'''
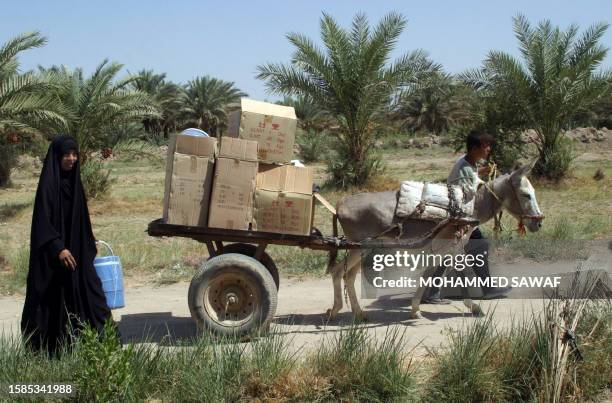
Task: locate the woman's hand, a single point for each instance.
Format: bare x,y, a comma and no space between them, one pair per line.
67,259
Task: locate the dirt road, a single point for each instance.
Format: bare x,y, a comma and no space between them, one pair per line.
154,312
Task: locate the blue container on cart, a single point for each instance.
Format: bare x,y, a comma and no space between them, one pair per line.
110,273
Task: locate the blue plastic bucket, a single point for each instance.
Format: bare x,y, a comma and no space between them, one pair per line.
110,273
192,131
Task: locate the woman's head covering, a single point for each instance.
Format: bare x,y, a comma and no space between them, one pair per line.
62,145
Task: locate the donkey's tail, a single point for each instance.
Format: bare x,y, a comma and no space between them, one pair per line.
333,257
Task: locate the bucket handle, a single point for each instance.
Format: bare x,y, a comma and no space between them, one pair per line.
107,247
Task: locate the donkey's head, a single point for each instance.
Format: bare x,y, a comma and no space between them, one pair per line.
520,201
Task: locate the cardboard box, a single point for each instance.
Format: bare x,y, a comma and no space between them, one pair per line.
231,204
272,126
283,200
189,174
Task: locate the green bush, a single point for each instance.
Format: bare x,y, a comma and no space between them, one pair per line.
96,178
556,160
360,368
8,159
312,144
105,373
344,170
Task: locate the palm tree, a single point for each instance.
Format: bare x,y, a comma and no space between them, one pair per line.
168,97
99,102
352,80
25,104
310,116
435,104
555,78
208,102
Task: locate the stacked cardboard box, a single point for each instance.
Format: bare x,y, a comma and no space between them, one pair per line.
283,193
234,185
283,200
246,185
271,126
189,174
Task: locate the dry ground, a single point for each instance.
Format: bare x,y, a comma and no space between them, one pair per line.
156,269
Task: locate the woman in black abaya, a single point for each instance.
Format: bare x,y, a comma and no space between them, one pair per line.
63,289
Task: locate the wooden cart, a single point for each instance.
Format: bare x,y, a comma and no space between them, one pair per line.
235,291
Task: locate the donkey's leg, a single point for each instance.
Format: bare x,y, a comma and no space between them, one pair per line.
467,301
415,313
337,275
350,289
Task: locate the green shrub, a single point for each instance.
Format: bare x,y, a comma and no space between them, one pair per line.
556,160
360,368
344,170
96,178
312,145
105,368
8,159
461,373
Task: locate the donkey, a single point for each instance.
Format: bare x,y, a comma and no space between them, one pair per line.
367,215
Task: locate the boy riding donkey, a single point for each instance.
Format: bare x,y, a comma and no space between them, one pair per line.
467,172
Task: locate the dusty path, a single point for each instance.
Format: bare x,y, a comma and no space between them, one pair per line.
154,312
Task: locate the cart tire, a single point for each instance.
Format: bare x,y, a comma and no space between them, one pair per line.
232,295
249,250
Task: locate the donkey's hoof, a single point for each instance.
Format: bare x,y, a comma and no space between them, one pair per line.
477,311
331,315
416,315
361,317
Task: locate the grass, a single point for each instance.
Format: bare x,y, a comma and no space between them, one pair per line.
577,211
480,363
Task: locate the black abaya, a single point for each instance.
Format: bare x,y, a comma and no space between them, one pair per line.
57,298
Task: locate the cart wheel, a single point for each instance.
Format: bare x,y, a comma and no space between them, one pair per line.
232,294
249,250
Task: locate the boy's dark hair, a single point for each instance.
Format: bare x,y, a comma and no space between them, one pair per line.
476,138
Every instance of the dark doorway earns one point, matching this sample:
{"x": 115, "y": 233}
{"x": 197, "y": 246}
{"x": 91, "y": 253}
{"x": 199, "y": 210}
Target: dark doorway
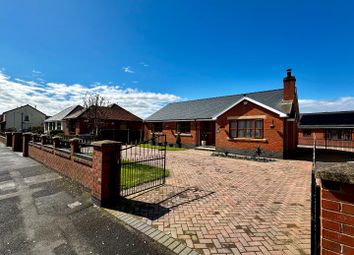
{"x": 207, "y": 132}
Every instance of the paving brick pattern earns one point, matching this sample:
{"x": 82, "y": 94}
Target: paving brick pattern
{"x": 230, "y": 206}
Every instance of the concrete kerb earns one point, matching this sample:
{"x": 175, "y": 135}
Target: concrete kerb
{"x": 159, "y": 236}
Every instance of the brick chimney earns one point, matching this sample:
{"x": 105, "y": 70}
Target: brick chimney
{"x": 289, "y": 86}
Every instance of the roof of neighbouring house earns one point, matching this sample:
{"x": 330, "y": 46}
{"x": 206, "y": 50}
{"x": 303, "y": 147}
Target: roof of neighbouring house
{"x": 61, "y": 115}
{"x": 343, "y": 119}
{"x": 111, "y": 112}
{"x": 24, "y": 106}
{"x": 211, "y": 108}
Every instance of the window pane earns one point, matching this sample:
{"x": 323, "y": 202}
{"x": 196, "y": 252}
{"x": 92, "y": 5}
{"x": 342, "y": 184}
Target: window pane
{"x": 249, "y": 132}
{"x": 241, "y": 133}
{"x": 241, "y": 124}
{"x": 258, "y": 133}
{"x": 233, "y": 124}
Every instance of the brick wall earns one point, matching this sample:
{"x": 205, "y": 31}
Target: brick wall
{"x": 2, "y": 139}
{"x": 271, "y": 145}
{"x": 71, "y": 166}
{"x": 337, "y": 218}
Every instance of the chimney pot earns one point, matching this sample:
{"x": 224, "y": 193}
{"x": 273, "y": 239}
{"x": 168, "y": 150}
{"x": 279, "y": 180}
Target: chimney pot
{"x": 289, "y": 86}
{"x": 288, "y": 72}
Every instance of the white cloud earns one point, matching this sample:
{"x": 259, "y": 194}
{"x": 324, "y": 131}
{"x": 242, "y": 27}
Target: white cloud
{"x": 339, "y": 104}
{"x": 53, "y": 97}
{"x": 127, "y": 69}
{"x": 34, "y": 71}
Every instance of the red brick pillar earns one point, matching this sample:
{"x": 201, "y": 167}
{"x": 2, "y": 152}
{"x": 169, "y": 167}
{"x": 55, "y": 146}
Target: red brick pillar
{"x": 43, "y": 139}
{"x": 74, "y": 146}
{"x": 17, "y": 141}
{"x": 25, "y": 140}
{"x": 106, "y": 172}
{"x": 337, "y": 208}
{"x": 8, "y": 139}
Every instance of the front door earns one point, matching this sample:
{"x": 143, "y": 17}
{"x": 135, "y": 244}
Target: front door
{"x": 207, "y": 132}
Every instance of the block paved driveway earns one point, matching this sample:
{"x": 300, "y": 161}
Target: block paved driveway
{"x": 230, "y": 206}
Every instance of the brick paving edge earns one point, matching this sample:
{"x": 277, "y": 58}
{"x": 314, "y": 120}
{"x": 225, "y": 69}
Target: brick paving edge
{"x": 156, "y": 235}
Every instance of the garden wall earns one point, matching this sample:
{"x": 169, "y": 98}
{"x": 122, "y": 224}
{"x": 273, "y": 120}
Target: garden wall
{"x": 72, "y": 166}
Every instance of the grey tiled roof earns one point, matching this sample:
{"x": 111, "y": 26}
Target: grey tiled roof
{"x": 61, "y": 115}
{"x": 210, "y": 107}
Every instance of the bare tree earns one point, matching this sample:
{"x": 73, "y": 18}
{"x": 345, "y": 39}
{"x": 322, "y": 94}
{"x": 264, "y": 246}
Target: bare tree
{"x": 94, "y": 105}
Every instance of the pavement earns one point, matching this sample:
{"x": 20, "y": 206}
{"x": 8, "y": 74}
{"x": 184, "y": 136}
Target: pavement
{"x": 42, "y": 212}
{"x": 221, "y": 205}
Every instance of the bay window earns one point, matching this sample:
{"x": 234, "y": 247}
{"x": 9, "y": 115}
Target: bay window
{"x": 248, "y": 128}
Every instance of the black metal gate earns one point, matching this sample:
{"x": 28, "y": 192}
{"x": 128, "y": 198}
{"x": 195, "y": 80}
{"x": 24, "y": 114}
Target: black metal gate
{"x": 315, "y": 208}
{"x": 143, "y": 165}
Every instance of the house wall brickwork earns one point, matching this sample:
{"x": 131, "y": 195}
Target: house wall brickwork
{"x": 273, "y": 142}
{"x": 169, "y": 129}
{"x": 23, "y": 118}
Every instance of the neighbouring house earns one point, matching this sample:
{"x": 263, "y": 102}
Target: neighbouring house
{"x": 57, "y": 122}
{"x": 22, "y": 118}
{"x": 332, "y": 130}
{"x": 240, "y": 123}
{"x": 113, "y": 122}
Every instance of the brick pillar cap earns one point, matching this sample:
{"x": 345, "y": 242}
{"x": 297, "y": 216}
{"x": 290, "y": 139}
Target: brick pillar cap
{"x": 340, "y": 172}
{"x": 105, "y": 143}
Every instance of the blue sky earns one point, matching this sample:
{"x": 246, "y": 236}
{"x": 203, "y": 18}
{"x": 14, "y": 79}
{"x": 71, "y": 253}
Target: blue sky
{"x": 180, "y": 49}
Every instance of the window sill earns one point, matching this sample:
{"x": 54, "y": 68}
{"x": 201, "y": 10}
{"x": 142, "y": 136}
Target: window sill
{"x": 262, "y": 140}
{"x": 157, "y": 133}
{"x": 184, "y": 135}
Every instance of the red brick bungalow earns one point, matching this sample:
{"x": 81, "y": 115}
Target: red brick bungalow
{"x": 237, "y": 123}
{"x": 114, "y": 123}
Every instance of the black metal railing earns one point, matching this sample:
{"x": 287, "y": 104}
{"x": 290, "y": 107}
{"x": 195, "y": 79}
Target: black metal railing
'''
Your answer should be each line from the entries that includes the string "railing".

Worked solution –
Every instance of the black metal railing earns one point, matching this sample:
Target: black metal railing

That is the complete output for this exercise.